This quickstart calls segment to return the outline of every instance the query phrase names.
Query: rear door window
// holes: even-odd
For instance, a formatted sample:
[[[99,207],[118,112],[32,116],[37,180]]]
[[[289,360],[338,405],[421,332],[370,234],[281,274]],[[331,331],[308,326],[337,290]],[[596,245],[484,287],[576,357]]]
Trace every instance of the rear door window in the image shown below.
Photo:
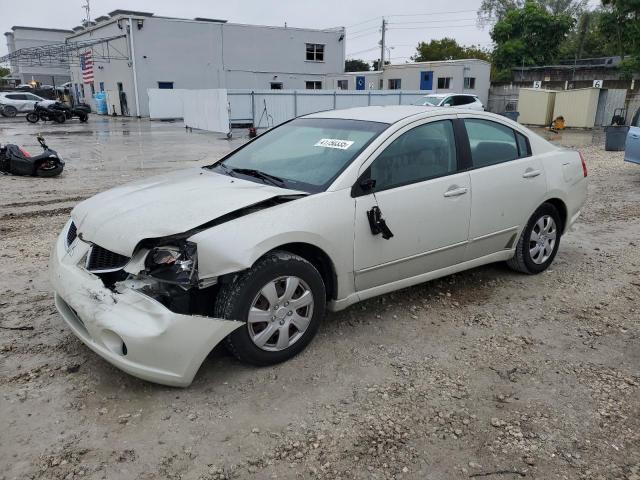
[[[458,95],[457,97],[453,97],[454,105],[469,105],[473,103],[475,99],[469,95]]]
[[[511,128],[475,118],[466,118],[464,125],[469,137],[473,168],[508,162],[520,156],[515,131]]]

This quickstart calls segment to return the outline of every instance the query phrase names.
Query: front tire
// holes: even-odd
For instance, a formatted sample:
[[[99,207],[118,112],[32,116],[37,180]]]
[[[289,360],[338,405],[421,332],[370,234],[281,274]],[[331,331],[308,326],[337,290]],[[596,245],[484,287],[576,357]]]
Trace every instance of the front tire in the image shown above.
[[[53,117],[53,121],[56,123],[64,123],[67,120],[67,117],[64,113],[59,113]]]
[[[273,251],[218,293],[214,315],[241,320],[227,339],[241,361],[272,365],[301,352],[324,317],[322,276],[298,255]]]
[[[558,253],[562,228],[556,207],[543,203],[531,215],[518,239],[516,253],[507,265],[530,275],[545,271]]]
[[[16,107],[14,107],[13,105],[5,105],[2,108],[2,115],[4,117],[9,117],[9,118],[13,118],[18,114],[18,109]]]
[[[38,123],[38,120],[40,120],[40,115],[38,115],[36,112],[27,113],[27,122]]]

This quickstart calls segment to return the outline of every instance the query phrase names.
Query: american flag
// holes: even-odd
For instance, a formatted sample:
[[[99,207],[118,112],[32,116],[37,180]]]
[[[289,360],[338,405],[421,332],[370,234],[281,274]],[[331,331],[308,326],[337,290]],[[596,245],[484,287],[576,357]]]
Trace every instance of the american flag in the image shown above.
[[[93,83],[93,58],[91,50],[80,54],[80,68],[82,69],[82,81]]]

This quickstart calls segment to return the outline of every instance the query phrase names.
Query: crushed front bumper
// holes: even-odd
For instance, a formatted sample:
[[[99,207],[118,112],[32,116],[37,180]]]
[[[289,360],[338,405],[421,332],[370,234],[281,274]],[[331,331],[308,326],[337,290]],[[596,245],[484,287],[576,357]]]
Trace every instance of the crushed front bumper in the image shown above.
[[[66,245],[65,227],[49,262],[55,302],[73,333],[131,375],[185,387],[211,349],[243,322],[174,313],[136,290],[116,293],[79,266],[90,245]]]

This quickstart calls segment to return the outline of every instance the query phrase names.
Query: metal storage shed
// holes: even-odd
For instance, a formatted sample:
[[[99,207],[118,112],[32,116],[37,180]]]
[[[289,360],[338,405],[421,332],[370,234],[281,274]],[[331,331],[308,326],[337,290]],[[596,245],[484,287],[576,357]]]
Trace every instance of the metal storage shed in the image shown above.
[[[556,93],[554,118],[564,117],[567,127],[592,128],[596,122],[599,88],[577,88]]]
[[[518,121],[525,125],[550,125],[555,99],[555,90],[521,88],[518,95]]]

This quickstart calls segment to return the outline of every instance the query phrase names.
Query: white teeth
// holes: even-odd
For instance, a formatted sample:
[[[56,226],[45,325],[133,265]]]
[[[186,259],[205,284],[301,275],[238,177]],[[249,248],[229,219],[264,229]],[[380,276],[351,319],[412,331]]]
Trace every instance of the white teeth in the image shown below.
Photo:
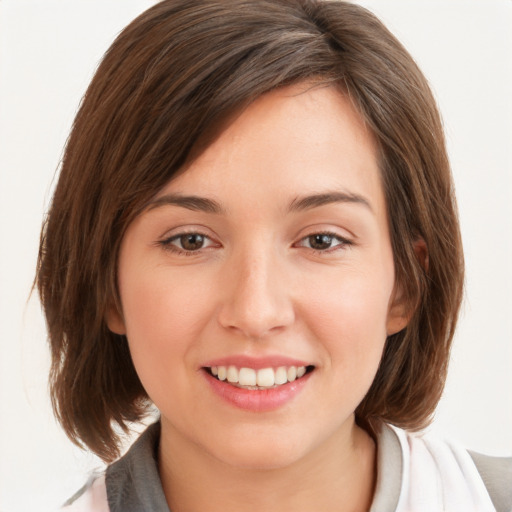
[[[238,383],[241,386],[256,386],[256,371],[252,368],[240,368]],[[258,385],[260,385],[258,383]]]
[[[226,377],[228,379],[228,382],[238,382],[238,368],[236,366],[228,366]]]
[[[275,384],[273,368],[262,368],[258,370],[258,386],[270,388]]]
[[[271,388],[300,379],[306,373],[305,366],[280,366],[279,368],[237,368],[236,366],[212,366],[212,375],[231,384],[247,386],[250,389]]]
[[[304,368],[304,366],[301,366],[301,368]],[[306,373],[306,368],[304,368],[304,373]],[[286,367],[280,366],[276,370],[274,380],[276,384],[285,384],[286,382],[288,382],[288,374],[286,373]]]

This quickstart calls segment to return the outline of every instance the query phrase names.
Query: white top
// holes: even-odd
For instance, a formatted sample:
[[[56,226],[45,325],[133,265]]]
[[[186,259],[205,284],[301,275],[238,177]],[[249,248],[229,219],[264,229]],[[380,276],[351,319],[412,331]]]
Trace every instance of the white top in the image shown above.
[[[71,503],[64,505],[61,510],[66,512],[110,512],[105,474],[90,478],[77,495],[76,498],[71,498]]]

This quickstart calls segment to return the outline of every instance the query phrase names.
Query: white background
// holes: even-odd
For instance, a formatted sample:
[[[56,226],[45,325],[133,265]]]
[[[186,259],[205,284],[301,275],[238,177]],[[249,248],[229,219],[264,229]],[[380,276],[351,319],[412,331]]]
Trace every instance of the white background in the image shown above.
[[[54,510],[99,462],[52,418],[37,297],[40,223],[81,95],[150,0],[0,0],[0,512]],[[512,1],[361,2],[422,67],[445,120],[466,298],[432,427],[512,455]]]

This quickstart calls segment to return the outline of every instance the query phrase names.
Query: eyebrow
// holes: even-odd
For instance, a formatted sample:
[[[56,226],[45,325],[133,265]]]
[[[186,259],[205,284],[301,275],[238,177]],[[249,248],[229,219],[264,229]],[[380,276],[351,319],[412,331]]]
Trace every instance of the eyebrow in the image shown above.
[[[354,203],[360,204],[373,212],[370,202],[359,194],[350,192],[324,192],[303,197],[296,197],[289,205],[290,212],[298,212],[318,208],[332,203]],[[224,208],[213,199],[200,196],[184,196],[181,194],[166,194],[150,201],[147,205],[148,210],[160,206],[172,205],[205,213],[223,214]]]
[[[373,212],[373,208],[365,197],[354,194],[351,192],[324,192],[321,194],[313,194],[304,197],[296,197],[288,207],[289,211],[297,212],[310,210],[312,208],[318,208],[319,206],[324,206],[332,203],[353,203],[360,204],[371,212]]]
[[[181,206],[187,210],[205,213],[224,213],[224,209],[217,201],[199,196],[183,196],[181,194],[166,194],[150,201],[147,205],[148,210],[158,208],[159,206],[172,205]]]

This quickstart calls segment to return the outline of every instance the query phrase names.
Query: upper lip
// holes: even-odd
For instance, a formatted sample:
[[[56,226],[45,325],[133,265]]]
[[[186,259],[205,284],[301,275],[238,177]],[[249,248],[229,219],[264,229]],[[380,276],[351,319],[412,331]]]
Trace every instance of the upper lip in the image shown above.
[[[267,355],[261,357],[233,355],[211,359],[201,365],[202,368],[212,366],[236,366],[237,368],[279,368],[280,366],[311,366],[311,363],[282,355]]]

Assignment: The output must match the records word for word, except that no pictures appear.

Solution to this task:
This quickstart calls segment to return the outline of every instance the query phrase names.
Query: rear door window
// holes: even-odd
For instance, a formatted sample:
[[[99,207],[118,112],[32,116],[37,180]]]
[[[289,360],[338,405],[421,332],[370,234],[281,274]],[[331,331],[308,326],[337,290]],[[596,245],[484,287],[576,357]]]
Trace every instance of the rear door window in the image shown below.
Photo:
[[[458,95],[457,97],[453,97],[454,105],[469,105],[473,103],[475,99],[469,95]]]
[[[511,128],[475,118],[466,118],[464,125],[469,137],[473,168],[508,162],[520,156],[515,131]]]

This quickstart calls segment to return the outline of every instance the query phrase names.
Query: front tire
// holes: even-odd
For instance, a formatted sample:
[[[99,207],[118,112],[32,116],[37,180]]]
[[[289,360],[338,405],[421,332],[370,234],[281,274]],[[331,331],[308,326],[337,290]],[[596,245],[484,287],[576,357]]]
Trace every instance of the front tire in the image shown above.
[[[53,117],[53,121],[56,123],[64,123],[67,120],[67,117],[64,113],[59,113]]]
[[[273,251],[218,293],[214,315],[241,320],[227,339],[241,361],[272,365],[301,352],[324,317],[322,276],[298,255]]]
[[[558,253],[562,228],[556,207],[543,203],[531,215],[518,239],[516,253],[507,265],[530,275],[545,271]]]
[[[16,107],[14,107],[13,105],[5,105],[2,108],[2,115],[4,117],[9,117],[9,118],[13,118],[18,114],[18,109]]]
[[[38,123],[38,120],[40,120],[40,115],[38,115],[36,112],[27,113],[27,122]]]

This quickstart calls segment to return the outline of every instance the query phrase names.
Query: american flag
// holes: even-odd
For instance, a formatted sample:
[[[99,207],[118,112],[32,116],[37,180]]]
[[[289,360],[338,405],[421,332],[370,234],[281,274]],[[331,331],[308,326],[337,290]],[[596,245],[484,287],[576,357]]]
Trace every instance of the american flag in the image shown above.
[[[93,83],[93,58],[91,50],[80,54],[80,68],[82,69],[82,81]]]

This quickstart calls segment to return the outline of every instance the query phrase names.
Query: crushed front bumper
// holes: even-odd
For instance, a formatted sample:
[[[99,207],[118,112],[32,116],[37,180]]]
[[[289,360],[338,405],[421,332],[370,234],[281,274]],[[331,331],[308,326],[337,290]],[[596,245],[484,287],[576,357]]]
Trace every instance of the crushed front bumper in the image shown above.
[[[66,245],[65,227],[49,262],[55,302],[73,333],[131,375],[185,387],[211,349],[243,322],[174,313],[136,290],[116,293],[79,266],[90,245]]]

This quickstart calls segment to return the outline of every instance the query phrase names.
Query: metal storage shed
// holes: even-odd
For instance, a formatted sample:
[[[99,207],[118,112],[32,116],[37,180]]]
[[[289,360],[338,405],[421,332],[370,234],[281,274]],[[331,331],[308,326],[337,290]],[[596,245],[484,287],[576,357]]]
Trace every instance of the metal storage shed in the image shown above.
[[[556,93],[554,118],[564,117],[567,127],[592,128],[596,122],[599,88],[577,88]]]
[[[518,121],[525,125],[550,125],[555,99],[555,90],[521,88],[518,95]]]

This quickstart calls segment to return the outline of every instance the query phrase names.
Query: white teeth
// holes: even-odd
For instance, a formatted sample:
[[[56,226],[45,325],[133,265]]]
[[[186,259],[205,284],[301,275],[238,177]],[[249,248],[229,219],[264,229]],[[380,276],[351,319],[412,331]]]
Trace every instance of the white teeth in the image shown below.
Photo:
[[[238,383],[241,386],[256,386],[256,371],[252,368],[240,368]],[[258,385],[260,385],[258,383]]]
[[[226,377],[228,379],[228,382],[238,382],[238,368],[236,366],[228,366]]]
[[[275,384],[273,368],[262,368],[258,370],[258,386],[270,388]]]
[[[271,388],[300,379],[306,373],[305,366],[280,366],[279,368],[237,368],[236,366],[212,366],[212,375],[231,384],[247,386],[250,389]]]
[[[304,368],[304,366],[301,366],[301,368]],[[306,373],[306,368],[304,368],[304,373]],[[286,367],[280,366],[276,370],[274,380],[276,384],[285,384],[286,382],[288,382],[288,374],[286,373]]]

This quickstart calls segment to return the outline of every instance the query phrase names.
Query: white top
// holes: even-odd
For instance, a formatted sample:
[[[56,226],[45,325],[133,265]]]
[[[186,259],[205,284],[301,275],[238,177]],[[249,248],[229,219],[264,229]],[[380,276],[351,319],[412,331]]]
Trace every instance of the white top in the image shown above.
[[[71,503],[64,505],[61,510],[66,512],[110,512],[105,474],[90,478],[77,495],[76,498],[71,498]]]

This quickstart calls segment to return the outline of every instance the query phrase names.
Query: white background
// holes: even-odd
For instance, a formatted sample:
[[[56,226],[45,325],[133,265]]]
[[[186,259],[205,284],[301,275],[238,177]],[[249,248],[229,219],[264,229]],[[380,276],[351,319],[412,331]]]
Trace every instance of the white background in the image shown above.
[[[54,510],[99,462],[52,418],[37,297],[40,223],[81,95],[150,0],[0,0],[0,512]],[[512,1],[361,2],[422,67],[445,120],[466,298],[432,427],[512,455]]]

This quickstart calls segment to return the outline of every instance the query phrase names.
Query: eyebrow
// holes: even-odd
For instance, a formatted sample:
[[[56,226],[45,325],[133,265]]]
[[[186,259],[205,284],[301,275],[238,177]],[[249,248],[229,219],[264,229]],[[380,276],[351,319],[412,331]]]
Trace every instance of the eyebrow in the image shown above.
[[[354,203],[360,204],[373,212],[370,202],[359,194],[350,192],[324,192],[303,197],[296,197],[289,205],[290,212],[298,212],[318,208],[332,203]],[[224,208],[213,199],[200,196],[184,196],[181,194],[166,194],[150,201],[147,205],[148,210],[160,206],[172,205],[205,213],[223,214]]]
[[[373,212],[373,208],[365,197],[354,194],[351,192],[324,192],[321,194],[313,194],[304,197],[296,197],[288,207],[289,211],[297,212],[310,210],[312,208],[318,208],[319,206],[324,206],[332,203],[353,203],[360,204],[371,212]]]
[[[181,206],[187,210],[205,213],[224,213],[224,209],[217,201],[199,196],[183,196],[181,194],[166,194],[150,201],[147,205],[148,210],[158,208],[159,206],[172,205]]]

This quickstart calls segment to return the outline of every instance the query phrase names.
Query: upper lip
// holes: even-odd
For instance, a formatted sample:
[[[56,226],[45,325],[133,265]]]
[[[186,259],[205,284],[301,275],[238,177]],[[249,248],[229,219],[264,229]],[[380,276],[351,319],[412,331]]]
Trace every instance of the upper lip in the image shown above.
[[[267,355],[261,357],[233,355],[211,359],[201,365],[202,368],[212,366],[236,366],[237,368],[279,368],[280,366],[311,366],[311,363],[282,355]]]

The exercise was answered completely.